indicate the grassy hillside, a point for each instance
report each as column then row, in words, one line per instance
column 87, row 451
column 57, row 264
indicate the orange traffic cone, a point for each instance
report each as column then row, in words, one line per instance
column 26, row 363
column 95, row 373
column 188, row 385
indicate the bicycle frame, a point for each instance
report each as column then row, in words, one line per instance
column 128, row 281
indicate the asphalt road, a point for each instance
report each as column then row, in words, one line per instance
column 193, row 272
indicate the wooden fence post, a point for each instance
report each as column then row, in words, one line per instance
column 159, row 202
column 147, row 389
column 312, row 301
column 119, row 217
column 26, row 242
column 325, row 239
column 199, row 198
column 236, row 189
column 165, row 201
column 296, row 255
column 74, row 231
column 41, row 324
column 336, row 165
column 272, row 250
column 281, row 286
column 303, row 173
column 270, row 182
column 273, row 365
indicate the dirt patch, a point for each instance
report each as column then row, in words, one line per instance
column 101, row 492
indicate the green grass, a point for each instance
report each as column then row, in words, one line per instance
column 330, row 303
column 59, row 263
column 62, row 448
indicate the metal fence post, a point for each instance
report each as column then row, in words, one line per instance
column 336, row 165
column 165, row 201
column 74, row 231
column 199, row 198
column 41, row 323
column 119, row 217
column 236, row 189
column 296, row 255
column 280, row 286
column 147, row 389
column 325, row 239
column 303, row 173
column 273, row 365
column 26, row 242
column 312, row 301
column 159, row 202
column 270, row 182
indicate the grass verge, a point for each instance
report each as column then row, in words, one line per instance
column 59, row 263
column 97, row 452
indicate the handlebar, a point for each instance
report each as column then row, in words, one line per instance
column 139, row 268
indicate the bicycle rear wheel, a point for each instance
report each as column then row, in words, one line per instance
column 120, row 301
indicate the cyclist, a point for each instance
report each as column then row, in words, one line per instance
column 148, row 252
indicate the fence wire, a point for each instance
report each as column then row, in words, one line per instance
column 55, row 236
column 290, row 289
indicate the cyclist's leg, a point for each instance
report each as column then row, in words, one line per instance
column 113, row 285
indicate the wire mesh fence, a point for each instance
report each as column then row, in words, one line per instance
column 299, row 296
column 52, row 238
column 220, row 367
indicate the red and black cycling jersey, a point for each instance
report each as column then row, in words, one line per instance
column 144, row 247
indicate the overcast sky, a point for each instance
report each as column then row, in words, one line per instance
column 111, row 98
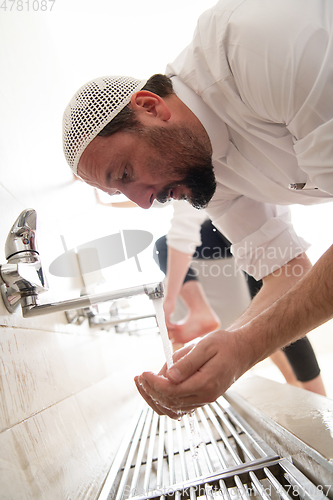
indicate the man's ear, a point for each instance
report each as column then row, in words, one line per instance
column 148, row 105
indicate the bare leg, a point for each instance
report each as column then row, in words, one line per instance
column 315, row 385
column 200, row 320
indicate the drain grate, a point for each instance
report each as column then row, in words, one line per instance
column 215, row 454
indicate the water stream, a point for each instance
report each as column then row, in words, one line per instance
column 167, row 347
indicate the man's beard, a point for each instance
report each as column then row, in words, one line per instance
column 184, row 156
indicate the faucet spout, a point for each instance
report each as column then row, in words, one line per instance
column 22, row 274
column 31, row 307
column 22, row 277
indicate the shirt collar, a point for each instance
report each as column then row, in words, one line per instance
column 215, row 127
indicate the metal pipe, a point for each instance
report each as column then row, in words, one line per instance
column 30, row 306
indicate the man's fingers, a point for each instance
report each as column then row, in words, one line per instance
column 158, row 408
column 188, row 361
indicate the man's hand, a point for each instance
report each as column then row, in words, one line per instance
column 200, row 374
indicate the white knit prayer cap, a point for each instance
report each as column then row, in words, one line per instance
column 91, row 108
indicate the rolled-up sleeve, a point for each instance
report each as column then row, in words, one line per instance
column 262, row 235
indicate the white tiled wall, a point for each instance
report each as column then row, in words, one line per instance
column 66, row 392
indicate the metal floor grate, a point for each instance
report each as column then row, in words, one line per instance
column 214, row 454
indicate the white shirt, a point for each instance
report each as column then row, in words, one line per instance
column 258, row 74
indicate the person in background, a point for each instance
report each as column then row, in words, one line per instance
column 241, row 124
column 190, row 229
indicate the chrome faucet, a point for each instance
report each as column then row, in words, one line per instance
column 22, row 277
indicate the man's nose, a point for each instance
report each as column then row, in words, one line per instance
column 142, row 197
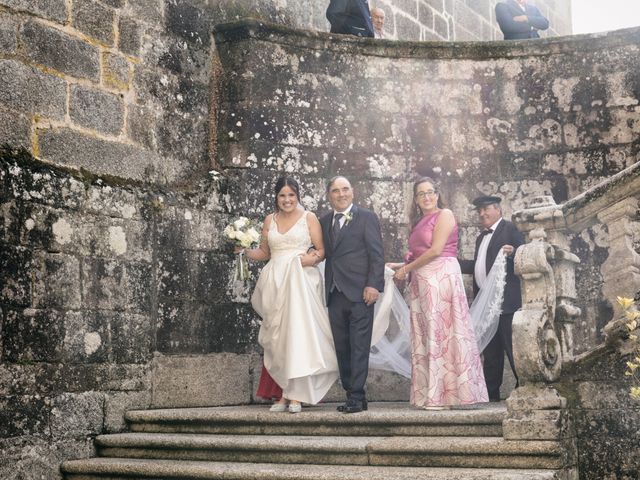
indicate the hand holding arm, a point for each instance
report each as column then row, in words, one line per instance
column 316, row 254
column 370, row 295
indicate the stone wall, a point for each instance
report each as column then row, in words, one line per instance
column 461, row 20
column 458, row 20
column 112, row 297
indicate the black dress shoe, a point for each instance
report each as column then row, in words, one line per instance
column 350, row 404
column 353, row 408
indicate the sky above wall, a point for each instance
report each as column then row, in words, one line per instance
column 603, row 15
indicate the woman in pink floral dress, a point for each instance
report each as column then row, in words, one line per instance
column 446, row 367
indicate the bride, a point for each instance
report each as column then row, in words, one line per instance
column 295, row 333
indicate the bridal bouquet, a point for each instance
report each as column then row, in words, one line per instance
column 242, row 233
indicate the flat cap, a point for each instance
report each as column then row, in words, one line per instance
column 485, row 200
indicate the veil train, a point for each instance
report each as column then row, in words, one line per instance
column 391, row 339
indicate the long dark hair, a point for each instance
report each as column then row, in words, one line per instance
column 286, row 182
column 416, row 213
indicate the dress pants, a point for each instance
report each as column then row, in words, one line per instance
column 494, row 356
column 351, row 325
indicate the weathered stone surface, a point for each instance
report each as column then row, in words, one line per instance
column 141, row 126
column 189, row 22
column 60, row 51
column 150, row 11
column 94, row 19
column 131, row 338
column 50, row 9
column 8, row 34
column 77, row 415
column 87, row 337
column 15, row 129
column 130, row 36
column 116, row 71
column 57, row 282
column 116, row 285
column 30, row 91
column 16, row 264
column 23, row 415
column 33, row 457
column 204, row 380
column 33, row 335
column 117, row 404
column 70, row 147
column 97, row 110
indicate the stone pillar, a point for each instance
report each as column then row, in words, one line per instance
column 536, row 411
column 543, row 212
column 621, row 270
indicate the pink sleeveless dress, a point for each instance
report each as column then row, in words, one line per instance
column 445, row 361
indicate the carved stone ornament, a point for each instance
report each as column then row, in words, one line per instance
column 536, row 348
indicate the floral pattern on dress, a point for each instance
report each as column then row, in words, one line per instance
column 446, row 365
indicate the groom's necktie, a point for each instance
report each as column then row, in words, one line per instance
column 486, row 232
column 336, row 226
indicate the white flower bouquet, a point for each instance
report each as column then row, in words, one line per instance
column 243, row 233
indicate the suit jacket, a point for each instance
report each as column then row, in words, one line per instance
column 513, row 30
column 506, row 234
column 351, row 17
column 356, row 259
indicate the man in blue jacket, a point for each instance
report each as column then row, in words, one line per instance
column 350, row 17
column 519, row 21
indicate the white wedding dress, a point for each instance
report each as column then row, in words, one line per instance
column 295, row 332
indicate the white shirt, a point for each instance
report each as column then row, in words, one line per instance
column 480, row 270
column 343, row 219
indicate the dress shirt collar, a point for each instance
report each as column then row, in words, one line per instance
column 345, row 212
column 495, row 225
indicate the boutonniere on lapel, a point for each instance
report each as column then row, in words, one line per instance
column 347, row 218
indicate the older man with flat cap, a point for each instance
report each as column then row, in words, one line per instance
column 498, row 234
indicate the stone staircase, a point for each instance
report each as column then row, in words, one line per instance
column 390, row 441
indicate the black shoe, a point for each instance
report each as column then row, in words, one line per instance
column 353, row 408
column 343, row 408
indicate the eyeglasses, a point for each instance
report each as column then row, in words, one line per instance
column 428, row 193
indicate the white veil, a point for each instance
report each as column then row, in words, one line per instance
column 391, row 339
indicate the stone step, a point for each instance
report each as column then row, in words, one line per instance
column 126, row 469
column 473, row 452
column 383, row 419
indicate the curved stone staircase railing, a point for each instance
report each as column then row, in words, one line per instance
column 543, row 330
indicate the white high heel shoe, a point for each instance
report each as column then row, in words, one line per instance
column 278, row 407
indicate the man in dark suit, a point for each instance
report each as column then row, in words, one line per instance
column 519, row 21
column 498, row 234
column 354, row 278
column 350, row 17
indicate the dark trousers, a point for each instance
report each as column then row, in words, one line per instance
column 494, row 356
column 351, row 325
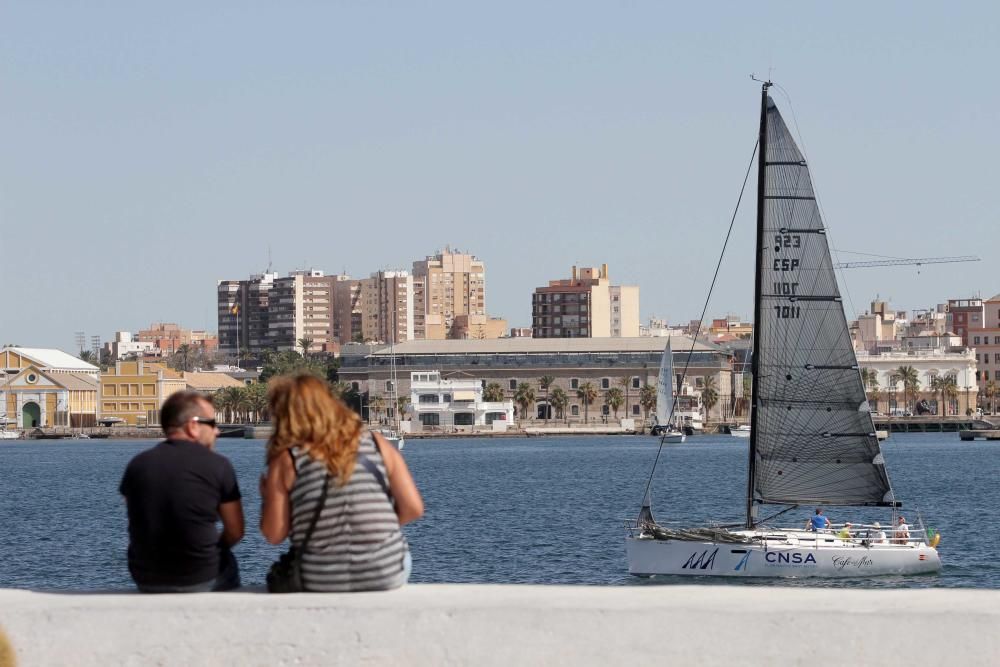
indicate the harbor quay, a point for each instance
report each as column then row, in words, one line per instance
column 444, row 624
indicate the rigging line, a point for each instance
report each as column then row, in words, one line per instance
column 866, row 254
column 819, row 204
column 708, row 298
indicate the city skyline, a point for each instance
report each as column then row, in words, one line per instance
column 147, row 155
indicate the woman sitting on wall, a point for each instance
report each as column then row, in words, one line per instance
column 320, row 451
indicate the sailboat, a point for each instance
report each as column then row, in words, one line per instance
column 666, row 401
column 394, row 435
column 812, row 439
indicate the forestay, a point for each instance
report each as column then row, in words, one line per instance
column 815, row 441
column 665, row 387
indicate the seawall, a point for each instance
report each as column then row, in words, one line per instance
column 503, row 625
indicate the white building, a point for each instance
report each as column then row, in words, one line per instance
column 125, row 345
column 929, row 364
column 454, row 404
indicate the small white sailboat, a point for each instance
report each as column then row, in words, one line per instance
column 394, row 435
column 812, row 441
column 666, row 401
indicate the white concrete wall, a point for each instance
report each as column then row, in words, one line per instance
column 511, row 625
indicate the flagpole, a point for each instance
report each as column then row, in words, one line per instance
column 238, row 364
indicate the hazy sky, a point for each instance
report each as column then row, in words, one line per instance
column 149, row 149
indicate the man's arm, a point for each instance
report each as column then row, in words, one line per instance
column 232, row 522
column 409, row 504
column 276, row 510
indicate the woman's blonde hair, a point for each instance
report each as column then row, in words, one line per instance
column 306, row 414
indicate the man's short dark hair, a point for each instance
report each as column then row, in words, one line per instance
column 180, row 408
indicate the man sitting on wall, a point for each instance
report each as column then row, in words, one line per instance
column 175, row 493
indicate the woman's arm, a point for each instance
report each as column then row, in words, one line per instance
column 276, row 509
column 409, row 504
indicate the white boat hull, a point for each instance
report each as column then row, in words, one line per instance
column 791, row 555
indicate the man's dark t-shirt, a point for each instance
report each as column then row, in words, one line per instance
column 173, row 492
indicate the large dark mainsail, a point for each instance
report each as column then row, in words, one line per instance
column 812, row 436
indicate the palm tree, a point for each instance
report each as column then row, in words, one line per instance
column 493, row 393
column 587, row 393
column 647, row 399
column 559, row 401
column 257, row 400
column 524, row 396
column 378, row 405
column 614, row 398
column 709, row 395
column 875, row 395
column 948, row 387
column 991, row 392
column 625, row 383
column 244, row 403
column 911, row 382
column 220, row 399
column 545, row 382
column 869, row 378
column 233, row 398
column 402, row 406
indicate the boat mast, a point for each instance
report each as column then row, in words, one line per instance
column 755, row 359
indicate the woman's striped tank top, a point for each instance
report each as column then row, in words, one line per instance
column 357, row 544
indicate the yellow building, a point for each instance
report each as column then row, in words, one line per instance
column 133, row 391
column 43, row 388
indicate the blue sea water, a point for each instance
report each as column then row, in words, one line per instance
column 504, row 510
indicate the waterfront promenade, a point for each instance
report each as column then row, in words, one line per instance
column 502, row 625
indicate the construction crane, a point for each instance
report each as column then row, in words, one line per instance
column 915, row 261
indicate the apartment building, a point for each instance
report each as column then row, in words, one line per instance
column 387, row 308
column 964, row 314
column 300, row 306
column 985, row 341
column 446, row 285
column 347, row 313
column 243, row 315
column 585, row 306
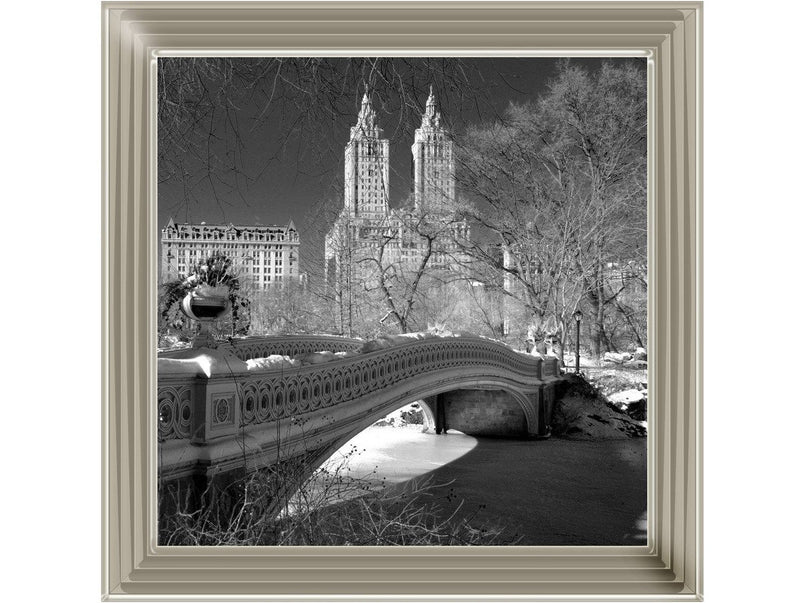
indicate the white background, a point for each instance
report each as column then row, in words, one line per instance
column 50, row 144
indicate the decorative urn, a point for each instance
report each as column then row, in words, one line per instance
column 205, row 304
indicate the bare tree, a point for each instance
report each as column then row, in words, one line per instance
column 559, row 195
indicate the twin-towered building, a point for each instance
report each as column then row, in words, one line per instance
column 367, row 234
column 365, row 226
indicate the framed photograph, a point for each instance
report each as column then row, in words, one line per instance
column 402, row 300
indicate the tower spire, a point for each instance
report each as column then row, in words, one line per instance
column 431, row 116
column 367, row 118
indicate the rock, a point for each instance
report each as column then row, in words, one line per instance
column 616, row 358
column 638, row 364
column 638, row 410
column 628, row 396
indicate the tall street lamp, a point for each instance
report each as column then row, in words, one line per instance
column 577, row 315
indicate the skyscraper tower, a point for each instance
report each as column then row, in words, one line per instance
column 433, row 163
column 366, row 166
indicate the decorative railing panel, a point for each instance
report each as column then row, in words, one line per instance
column 175, row 411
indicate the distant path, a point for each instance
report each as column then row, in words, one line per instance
column 551, row 492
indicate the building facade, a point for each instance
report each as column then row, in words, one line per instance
column 368, row 235
column 261, row 255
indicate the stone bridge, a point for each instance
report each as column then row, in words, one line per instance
column 216, row 415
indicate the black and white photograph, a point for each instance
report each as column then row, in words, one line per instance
column 402, row 301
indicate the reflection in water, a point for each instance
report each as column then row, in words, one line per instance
column 399, row 454
column 546, row 492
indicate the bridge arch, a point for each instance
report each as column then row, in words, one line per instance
column 526, row 404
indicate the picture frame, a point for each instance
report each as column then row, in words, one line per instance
column 668, row 34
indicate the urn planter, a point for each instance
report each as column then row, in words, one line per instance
column 205, row 305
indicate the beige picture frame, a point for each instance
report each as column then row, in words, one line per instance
column 668, row 34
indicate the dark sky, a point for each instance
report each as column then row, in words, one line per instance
column 294, row 170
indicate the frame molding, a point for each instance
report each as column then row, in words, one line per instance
column 668, row 34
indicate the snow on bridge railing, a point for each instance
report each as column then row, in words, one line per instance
column 282, row 345
column 239, row 393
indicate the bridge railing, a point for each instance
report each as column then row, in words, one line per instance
column 202, row 407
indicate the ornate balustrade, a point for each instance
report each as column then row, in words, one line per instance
column 204, row 407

_WORK TO COMPLETE:_ The answer must be every line of the records above that holds the word "background".

_RESULT FOR THIS TASK:_
indicate the person in background, a point for each instance
indicate the white background, a point for each instance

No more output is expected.